* **ZIEL DER ÜBUNG**
Ordne den Teil der folgenden Daten, der mit der Zeile beginnt, die „Exercise. Point out the misty“ enthält, und bis zum Ende der Daten reicht, als nummerierte Liste an, einschließlich dieser ersten Zeile und ohne Leerzeilen.
======
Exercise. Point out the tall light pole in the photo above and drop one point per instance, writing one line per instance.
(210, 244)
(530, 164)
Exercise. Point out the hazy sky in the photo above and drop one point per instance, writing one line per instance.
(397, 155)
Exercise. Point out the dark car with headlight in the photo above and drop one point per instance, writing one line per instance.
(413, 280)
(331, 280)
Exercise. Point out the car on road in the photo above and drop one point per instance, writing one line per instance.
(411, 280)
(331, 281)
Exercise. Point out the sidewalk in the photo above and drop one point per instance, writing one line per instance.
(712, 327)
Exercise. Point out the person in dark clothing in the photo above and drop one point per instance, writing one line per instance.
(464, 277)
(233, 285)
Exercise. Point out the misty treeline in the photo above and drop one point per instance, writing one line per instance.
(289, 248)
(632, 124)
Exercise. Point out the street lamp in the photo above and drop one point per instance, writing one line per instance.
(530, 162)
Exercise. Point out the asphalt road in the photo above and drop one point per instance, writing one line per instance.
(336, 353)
======
* **ERGEBNIS DER ÜBUNG**
1. Exercise. Point out the misty treeline in the photo above and drop one point per instance, writing one line per instance.
2. (289, 248)
3. (632, 124)
4. Exercise. Point out the street lamp in the photo above and drop one point per instance, writing one line per instance.
5. (530, 162)
6. Exercise. Point out the asphalt road in the photo above and drop one point per instance, writing one line per instance.
7. (336, 353)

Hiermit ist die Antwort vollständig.